What you should do: Count the lines in the material below that contain the word "screenshot". Reply with the number alone.

= = = = = = =

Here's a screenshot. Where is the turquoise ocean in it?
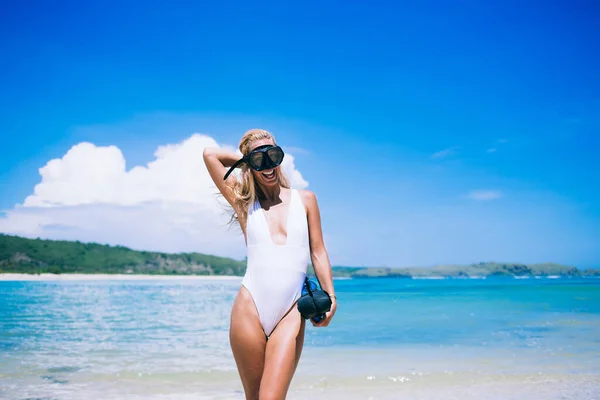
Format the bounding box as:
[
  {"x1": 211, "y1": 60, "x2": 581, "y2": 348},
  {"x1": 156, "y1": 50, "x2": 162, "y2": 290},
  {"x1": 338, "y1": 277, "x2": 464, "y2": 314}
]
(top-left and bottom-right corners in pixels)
[{"x1": 0, "y1": 277, "x2": 600, "y2": 400}]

= = = = = = =

Output below: 1